# Set problem
Answer these questions using the passage on the theory of groups below:
(a) In the sphere example, what operation changes one point on a sphere into another?
(b) According to the footnote, which chapter of New Pathways in Science gives an elementary account of the theory of groups?
(c) A fragment of what work did Eddington use in the first pages of that chapter?
--- begin Excerpted passage ---
As another example, suppose that the initial entities A, B. C,. . . . are points on a sphere. The operation of changing one point on a sphere into another is a rotation of the sphere; thus the operations P, Q, R, are rotations. If P and Qu are rotations through equal angles in different planes, the one plane is changed into the other, and therefore P into Q, by another rotation, say R. If P and Q are rotations through unequal angles, one can be changed into the other by a combination of the operations of rotation and multiplication. Grouping together all possible operations of rotation and multiplication, no further operations are introduced in comparing one rotation with another.

We see therefore that there exist "terminable sets of operations" which do not lead to a regression of nomenclature of ever-increasing complexity. It is only through such terminable sets that mathematical thoughts can be introduced. To the extent to which the various portions of our experience can be related to one another in terms of these operations the form material for mathematical treatment . The full development of th idea, here briefly indicated, is contained in the Theory of Groups.*

* An elementary account of the theory of groups, and of the part it plays in the foundation of theoretical physics, is given in New Pathways in Science, Ch. XII

The chapter in New Pathways in Science, page 251 on the PDF, is worth looking at, especially the first couple of pages where Eddington used a fragment of The Jabberwocky taken as representing an unknown universe (or time) to more easily understood and somewhat more entertaining effect. I think it's more compelling because it more closely matches our world of sense, the reason that Lewis Carroll's doggerel is more interesting than the as absurd mathematical description of a successful marriage posted yesterday.

I think there are a number of problems with the ideal presentation of things in which scientists and those who understand them always make the fine distinctions between real things and the abstracted structural mathematical descriptions of them is too abstract in itself because scientists are constantly presenting their abstractions as the more real reality, indeed as I pointed out, some, and some of the most well regarded cosmologists these days, largely due to the quantum theory that Eddington points out this kind of thing is so useful for, insist that all of their abstract universes must be real.  To the extent that they seem to believe such things as Boltzmann's brains are real enough to introduce into their heated brawls over multiverses only sometimes admitted to having been invented by ideological cosmologists as a means of getting rid of God. And Boltzmann invented them before quantum theory had really precipitated out of turn-of-the-20th century physics out of some of the most insane mathematical speculation that overlooked little things like the impossibility of mathematically producing a description of "a brain" sufficient to plug its possible existence into a scheme of probability.   Who knows how improbable they are in an abstract model of thermodynamic flux?  But they still use them in arguing.

Yet they wonder why people have such a hard time taking their claims seriously, including those which are, actually, serious and important.  Though, as in the case of The Bell Curve, they take another type of the same thing as far too important.
--- end Excerpted passage ---
--- begin Entries provided ---
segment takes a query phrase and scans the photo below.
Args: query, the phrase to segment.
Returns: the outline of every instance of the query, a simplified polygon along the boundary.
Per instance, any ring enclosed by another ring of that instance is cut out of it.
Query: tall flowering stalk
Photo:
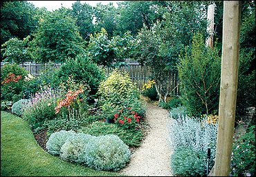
--- end Entries provided ---
# Written response
(a) A rotation of the sphere.
(b) Chapter XII.
(c) The Jabberwocky.